## Input for this task:
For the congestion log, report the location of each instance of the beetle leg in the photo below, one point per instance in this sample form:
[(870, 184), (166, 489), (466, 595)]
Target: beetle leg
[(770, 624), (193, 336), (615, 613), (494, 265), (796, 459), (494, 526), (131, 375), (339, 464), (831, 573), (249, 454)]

---

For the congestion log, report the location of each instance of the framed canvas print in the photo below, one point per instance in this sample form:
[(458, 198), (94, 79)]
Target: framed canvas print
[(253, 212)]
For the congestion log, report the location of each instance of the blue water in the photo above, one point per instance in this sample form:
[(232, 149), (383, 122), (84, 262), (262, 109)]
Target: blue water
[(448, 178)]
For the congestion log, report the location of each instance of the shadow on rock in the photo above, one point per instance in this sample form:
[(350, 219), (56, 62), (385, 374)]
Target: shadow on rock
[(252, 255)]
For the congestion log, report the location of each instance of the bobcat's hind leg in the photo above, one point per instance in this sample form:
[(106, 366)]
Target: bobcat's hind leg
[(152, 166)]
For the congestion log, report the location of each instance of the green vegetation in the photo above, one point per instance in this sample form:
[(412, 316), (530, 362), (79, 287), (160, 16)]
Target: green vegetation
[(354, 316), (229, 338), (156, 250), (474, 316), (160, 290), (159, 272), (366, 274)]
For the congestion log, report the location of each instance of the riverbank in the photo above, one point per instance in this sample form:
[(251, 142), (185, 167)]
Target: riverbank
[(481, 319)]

## Your task:
The number of lines in this listing that hold "each" is the only answer required.

## Task output:
7